(Photo-based referring expression data)
....

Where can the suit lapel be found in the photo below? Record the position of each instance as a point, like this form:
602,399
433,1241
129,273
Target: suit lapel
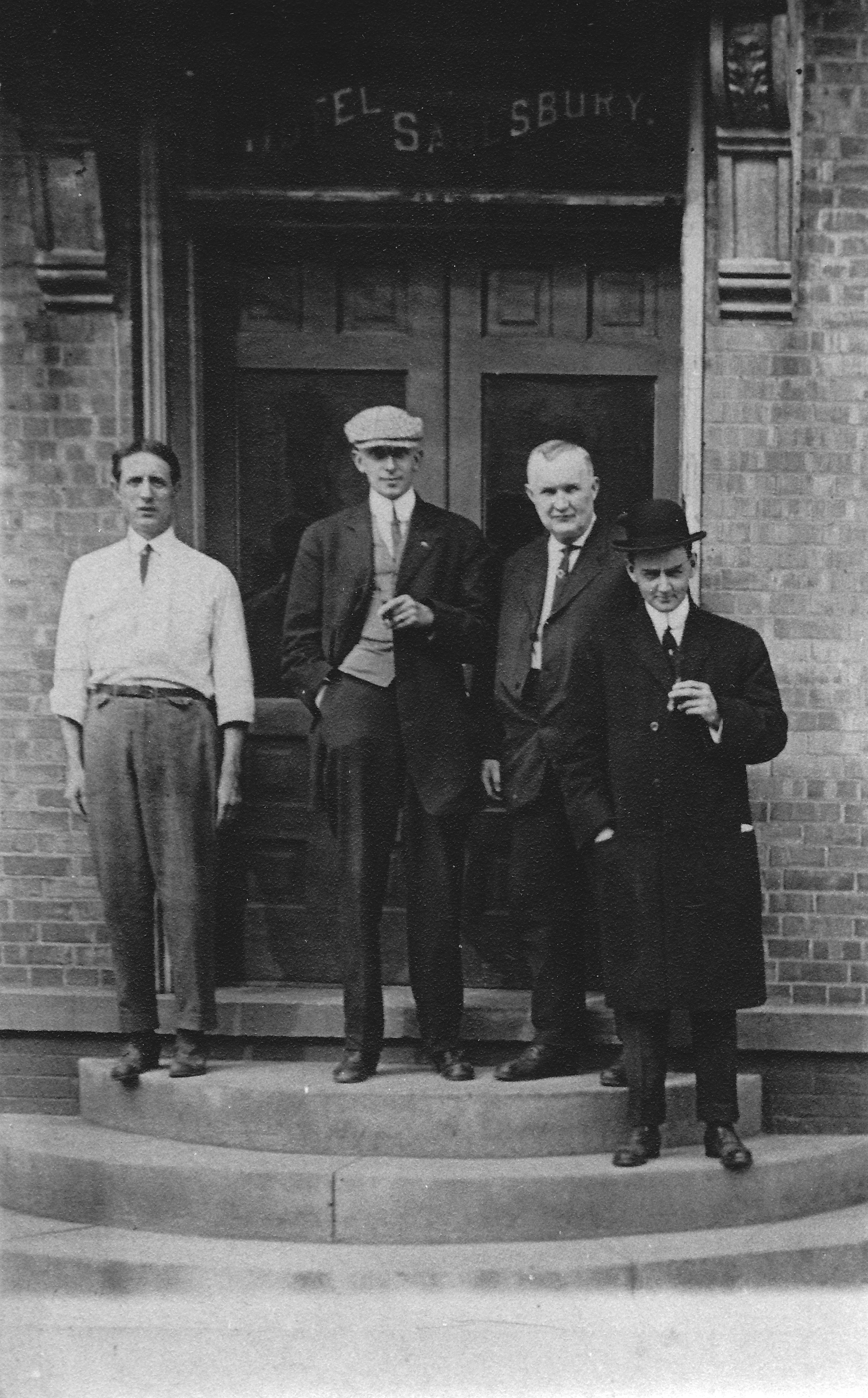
424,540
648,649
533,581
590,561
695,644
357,553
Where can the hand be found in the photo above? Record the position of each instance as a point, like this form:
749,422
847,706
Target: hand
73,792
228,799
694,697
491,779
406,611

....

Task item ::
Write the entries above out in full, exactly, with no images.

Solution to this problem ::
Where can the suit lapel be found in the photo below? Record the position of each instance as a point, like this form:
602,399
433,1241
129,273
Target: suit lapel
424,540
648,649
533,581
590,561
695,644
357,553
Where can the hand be found in the photo above? Record the position of each instance as a point, like this form:
749,422
847,706
Target: hand
73,792
228,799
694,697
491,779
406,611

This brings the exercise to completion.